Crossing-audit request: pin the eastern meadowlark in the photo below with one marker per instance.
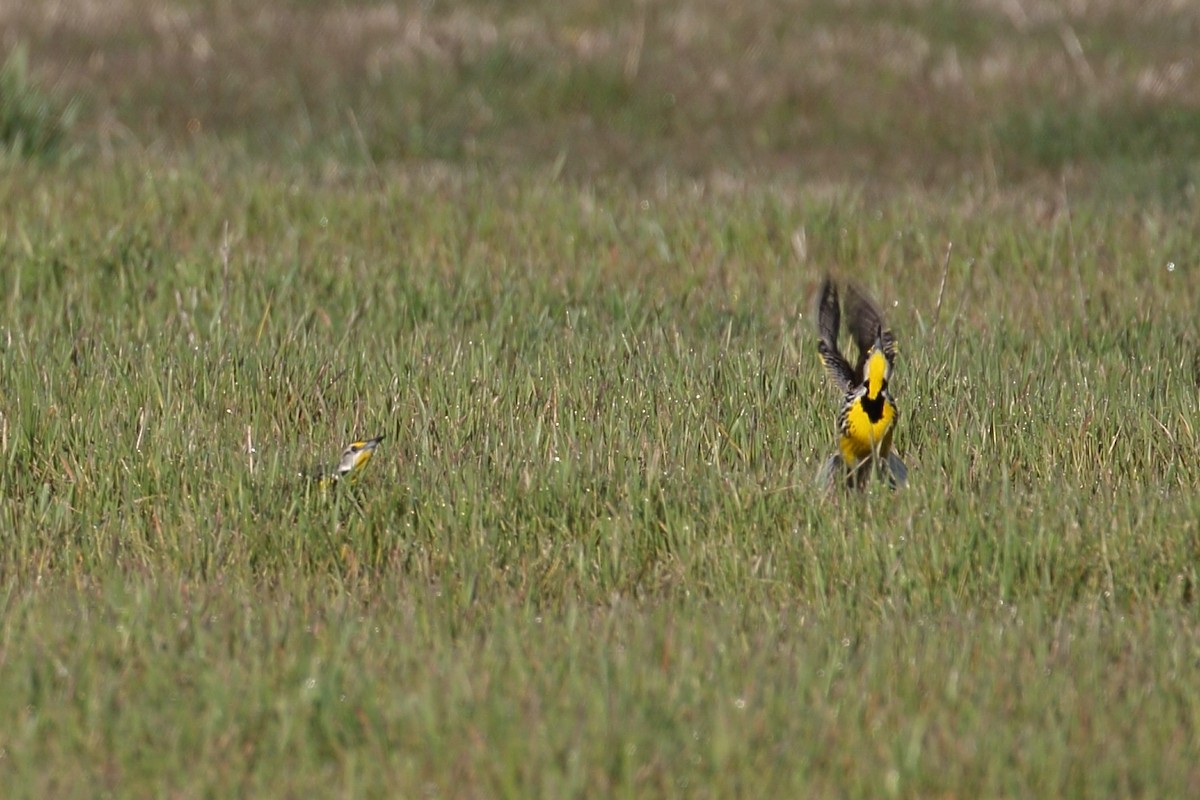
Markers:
(868, 414)
(349, 468)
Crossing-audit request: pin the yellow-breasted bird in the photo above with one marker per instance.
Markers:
(349, 468)
(868, 414)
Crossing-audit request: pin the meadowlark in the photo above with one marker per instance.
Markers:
(349, 468)
(868, 414)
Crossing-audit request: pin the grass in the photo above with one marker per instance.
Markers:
(589, 558)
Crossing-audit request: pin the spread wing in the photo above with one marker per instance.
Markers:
(828, 320)
(865, 324)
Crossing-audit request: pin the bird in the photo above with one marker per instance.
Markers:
(349, 468)
(868, 416)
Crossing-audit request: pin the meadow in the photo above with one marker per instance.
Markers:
(563, 256)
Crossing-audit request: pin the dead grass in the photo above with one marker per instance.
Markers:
(924, 90)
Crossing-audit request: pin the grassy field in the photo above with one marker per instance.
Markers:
(563, 257)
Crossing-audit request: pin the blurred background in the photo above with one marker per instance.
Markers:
(1101, 94)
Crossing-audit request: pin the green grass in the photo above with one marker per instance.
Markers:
(589, 558)
(564, 258)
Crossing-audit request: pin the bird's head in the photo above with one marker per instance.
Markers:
(357, 455)
(876, 371)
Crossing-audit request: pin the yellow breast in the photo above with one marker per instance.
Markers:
(861, 435)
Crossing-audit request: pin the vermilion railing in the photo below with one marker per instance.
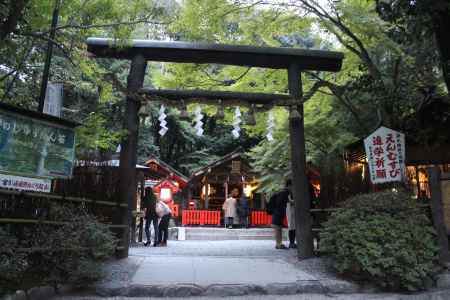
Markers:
(200, 217)
(175, 208)
(261, 218)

----

- To do
Copy the entries word for word, beginning with the line containing "Crossing-audit request: pin the vermilion" and continuing through the end of the entries, but leave out the picture.

- Answer to the problem
Crossing-audit request: pin the vermilion railing in the photo below with one marker per instance.
Markers:
(200, 217)
(175, 208)
(261, 218)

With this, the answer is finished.